### THE EXERCISE
Pick out each line below that contains the word "dark" and copy it.

### SUPPLIED ENTRIES
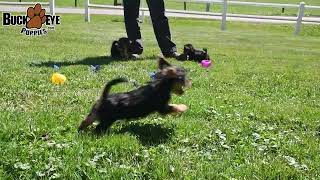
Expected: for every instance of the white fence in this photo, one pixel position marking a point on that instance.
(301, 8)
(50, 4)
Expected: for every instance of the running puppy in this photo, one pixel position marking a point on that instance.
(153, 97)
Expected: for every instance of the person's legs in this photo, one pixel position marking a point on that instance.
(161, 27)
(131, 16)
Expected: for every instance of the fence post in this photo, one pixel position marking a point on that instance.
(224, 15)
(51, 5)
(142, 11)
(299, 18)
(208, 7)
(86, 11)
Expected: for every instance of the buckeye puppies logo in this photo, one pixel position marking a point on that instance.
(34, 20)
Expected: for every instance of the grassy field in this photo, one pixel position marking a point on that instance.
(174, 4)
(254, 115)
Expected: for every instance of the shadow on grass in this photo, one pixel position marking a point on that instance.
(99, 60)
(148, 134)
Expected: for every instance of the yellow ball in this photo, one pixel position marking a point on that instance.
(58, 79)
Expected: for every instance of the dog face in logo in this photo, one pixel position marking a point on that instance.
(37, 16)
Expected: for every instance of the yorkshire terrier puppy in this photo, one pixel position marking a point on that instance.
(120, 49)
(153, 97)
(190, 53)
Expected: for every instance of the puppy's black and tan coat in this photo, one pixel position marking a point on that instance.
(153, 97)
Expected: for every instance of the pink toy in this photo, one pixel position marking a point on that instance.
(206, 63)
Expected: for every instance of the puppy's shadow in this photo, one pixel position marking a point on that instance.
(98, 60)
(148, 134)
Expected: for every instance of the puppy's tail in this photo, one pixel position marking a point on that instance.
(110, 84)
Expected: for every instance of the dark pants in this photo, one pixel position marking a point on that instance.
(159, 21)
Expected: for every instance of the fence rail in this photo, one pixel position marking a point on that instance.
---
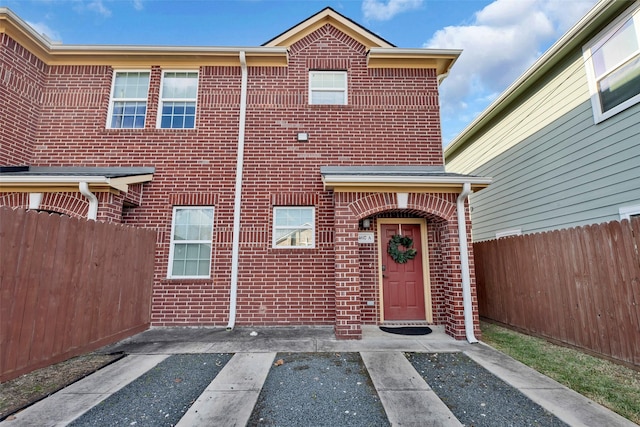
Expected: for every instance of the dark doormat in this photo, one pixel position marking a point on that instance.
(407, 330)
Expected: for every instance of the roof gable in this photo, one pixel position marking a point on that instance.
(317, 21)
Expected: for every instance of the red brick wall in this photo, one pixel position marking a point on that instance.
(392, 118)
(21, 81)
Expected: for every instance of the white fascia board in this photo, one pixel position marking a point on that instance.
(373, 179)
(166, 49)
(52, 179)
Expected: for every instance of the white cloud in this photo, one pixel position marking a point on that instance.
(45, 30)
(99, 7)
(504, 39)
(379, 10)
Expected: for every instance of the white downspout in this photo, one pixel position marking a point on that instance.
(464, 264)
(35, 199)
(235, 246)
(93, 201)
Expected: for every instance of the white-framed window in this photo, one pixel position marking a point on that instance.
==
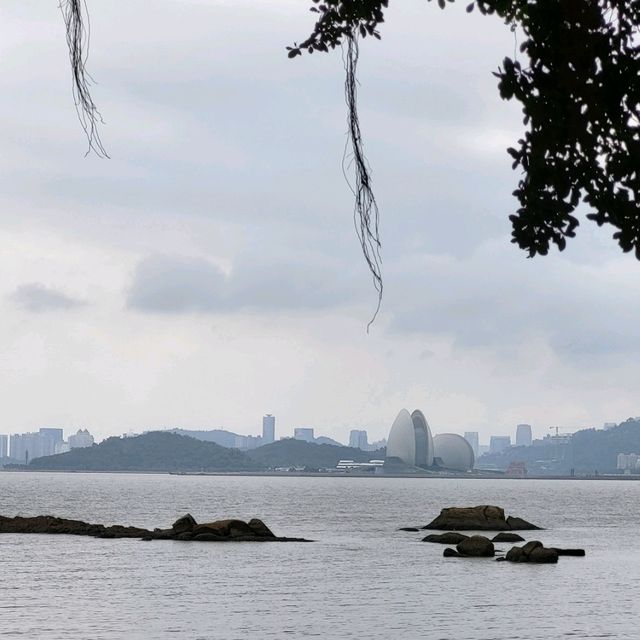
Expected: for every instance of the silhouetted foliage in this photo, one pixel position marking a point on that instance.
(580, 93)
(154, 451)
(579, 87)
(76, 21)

### RESPONSE
Expected: for every instance of the dark pants in this photo, one pixel position marking a point on that instance.
Expected: for every instance of the dark doormat in this photo, one pixel position marking a point on that instance.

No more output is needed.